DATASET CONTENT |
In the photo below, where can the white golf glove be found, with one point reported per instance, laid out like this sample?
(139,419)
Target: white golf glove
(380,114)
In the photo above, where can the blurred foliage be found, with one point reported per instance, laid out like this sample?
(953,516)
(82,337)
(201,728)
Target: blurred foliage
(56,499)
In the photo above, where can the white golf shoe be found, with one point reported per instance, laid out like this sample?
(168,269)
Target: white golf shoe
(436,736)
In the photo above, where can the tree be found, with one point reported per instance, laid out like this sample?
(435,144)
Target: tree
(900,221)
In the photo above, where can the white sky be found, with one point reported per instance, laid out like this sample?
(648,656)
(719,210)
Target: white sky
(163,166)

GIVEN PROBLEM | Write out all the entries above word for word, keeping every line and number unchanged.

ANSWER FOR THIS EXERCISE |
In the photo below, where can the white golf glove be found, with one point reported per instance, laid out like this sample?
(139,419)
Target: white golf glove
(380,114)
In the photo above, where can the blurred foliage be found, with one point reported per instance, laid out like this sample?
(953,516)
(82,337)
(201,728)
Target: blurred foliage
(56,499)
In the photo above, where can the white golf shoe be found, with one point reported per instance, laid out like this sample?
(168,269)
Target: white golf shoe
(436,736)
In the photo above, where can the tree be found, with one point reported per instance, laid out like this sample?
(435,144)
Target: tree
(900,221)
In the photo above, where can the white sky be found, with one point reported per instance, laid out like this sample?
(648,656)
(719,210)
Target: white sky
(163,166)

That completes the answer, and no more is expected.